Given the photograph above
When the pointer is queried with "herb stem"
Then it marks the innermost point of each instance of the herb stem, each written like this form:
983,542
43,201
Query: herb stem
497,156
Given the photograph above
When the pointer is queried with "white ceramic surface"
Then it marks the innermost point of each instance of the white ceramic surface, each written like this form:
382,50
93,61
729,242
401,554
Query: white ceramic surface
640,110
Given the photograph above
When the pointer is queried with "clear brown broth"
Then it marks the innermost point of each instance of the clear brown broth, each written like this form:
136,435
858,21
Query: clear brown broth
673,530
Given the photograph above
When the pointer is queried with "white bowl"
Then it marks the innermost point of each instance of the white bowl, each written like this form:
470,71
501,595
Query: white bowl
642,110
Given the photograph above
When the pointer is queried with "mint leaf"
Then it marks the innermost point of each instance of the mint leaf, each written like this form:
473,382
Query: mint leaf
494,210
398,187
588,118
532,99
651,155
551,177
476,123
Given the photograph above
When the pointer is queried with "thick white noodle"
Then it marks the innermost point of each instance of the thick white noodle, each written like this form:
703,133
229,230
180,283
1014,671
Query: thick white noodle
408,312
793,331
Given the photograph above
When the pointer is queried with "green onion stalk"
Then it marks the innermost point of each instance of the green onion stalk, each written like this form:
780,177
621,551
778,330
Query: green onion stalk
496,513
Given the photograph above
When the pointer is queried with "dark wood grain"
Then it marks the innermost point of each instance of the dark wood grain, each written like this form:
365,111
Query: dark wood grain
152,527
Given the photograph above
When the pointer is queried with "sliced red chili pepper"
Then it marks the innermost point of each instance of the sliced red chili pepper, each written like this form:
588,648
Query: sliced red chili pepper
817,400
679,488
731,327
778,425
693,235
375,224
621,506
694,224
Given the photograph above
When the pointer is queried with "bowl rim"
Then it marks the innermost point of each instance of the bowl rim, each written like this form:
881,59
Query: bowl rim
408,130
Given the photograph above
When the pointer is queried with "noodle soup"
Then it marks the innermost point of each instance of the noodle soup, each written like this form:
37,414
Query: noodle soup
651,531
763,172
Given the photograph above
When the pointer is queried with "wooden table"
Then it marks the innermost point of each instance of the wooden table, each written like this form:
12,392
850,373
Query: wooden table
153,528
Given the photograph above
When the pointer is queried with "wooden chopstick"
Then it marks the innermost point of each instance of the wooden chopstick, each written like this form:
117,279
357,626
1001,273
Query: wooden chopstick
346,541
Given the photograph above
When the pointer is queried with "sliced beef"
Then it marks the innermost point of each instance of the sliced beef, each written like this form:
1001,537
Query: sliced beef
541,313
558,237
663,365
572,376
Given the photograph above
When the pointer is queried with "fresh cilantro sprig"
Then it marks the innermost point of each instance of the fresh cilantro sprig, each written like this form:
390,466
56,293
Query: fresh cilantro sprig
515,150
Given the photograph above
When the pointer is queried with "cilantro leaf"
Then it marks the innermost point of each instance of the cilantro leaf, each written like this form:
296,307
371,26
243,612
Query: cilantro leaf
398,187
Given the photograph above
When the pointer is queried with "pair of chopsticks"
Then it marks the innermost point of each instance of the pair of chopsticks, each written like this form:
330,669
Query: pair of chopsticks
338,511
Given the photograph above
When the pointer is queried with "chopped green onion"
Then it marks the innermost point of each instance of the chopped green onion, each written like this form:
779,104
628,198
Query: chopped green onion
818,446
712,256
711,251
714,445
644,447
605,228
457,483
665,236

▸ CHALLENGE
Reproduce the data in its entirety, matching each character.

▸ TASK ANSWER
Given the photograph above
When the pointer is queried with "herb stem"
Then it marks the innermost point of each instance of the herb stem, each written like this form:
983,542
43,201
Query: herb stem
497,156
Given the photograph above
When the pointer is queried with "white ceramic surface"
Then it marks the innermost point of each instance of the white ceramic surface, each written like this form:
382,50
93,61
729,242
401,554
Query: white ceramic surface
640,110
Given the photograph above
When the pointer is queried with "clear brown broth"
Then it marks the innermost point of each instance of the clear brown broth, each written like this form:
136,435
858,21
Query: clear brown broth
673,530
Given the photograph above
When the pointer is queried with "white bowl"
Then it marks the innermost point of each instance of the white bowl, each written like this form:
470,71
501,595
Query: white bowl
642,110
Given the photograph above
When the pointer is queried with "mint leaf"
Then it marks the innermost point of each instance of the mint leaf, each written like this form:
473,382
Query: mint leaf
494,210
398,187
588,118
532,99
651,155
551,177
476,123
Given the photograph above
When the pointer is queried with "thick white noodle"
Then it marks the innermost point of each instance of the thick white noodle, each written like this form:
703,133
229,230
180,283
1014,671
Query: thick white noodle
408,312
793,331
Given the photograph above
When the pointer is queried with "green onion stalk"
Then it marks the innermost point of each instance of the green onion stalk, each written like this form:
780,177
621,551
778,330
Query: green onion stalk
496,513
Given the photograph above
When the pointer is queried with "dark wood grain"
Then it marks the innermost point of each instance of the dark wood grain, each written like this form:
365,111
Query: dark wood grain
152,527
Given the photograph above
When the pointer is queried with "sliced red chili pepper"
Then it marks the innermost point of each instance of the sliced red chili pepper, each written like this form:
588,648
Query: sliced red chili pepper
817,400
679,488
731,327
778,425
693,235
375,224
621,506
694,224
Given the photograph above
When the pointer is queried with "bowl rim"
Then it marks the innermost point of each instance of the bowl rim, each written like this form:
881,59
Query: bowl rim
408,130
Given the photograph above
When the pointer is queried with "noodle soup"
Then it marks the innermost point of each instance of the noodle soup, each written like this form:
37,414
Query: noodle soup
651,531
763,172
Given the photograph above
When the pointer is queried with "wooden table"
Then it marks the innermost point of each instance of the wooden table, each written like this form:
12,392
850,373
Query: wooden table
153,528
Given the photograph above
When the pointer is queried with "wooden chopstick"
Then it marks the innermost point of each instance of the wooden chopstick, each written like this form:
117,279
357,626
1001,273
Query: wooden chopstick
346,541
Given the photograph above
When the pointer is queried with "sliced beef"
Then it marks the innermost point of each instance of the sliced beef, each written like this form:
1001,537
Query: sliced beef
541,313
558,237
663,365
572,376
Given the photograph above
When the pointer is queried with "fresh cilantro sprig"
Then it marks the innermost point of each instance of the fresh cilantro sprig, each written like this form:
390,466
56,293
Query: fresh cilantro sprig
515,150
Given the photograph above
When the pointer is queried with "cilantro leaf"
Then it marks the innermost point of each instance of the cilantro leaf, each written like this form:
296,307
371,26
243,612
Query: cilantro leaf
398,187
Given the photograph above
When the pointer is queried with "pair of chopsticks"
Then it marks the innermost point of each instance of the pair of chopsticks, each written like this form:
330,669
Query: pair of chopsticks
338,511
Given the photograph above
When the pointer is queried with "chopped green onion"
Then it marks the innermost point of each instance of the chopped green onion, each written like this form:
779,104
628,198
Query: chopped green onion
818,446
712,256
711,251
714,445
644,447
605,228
457,483
665,236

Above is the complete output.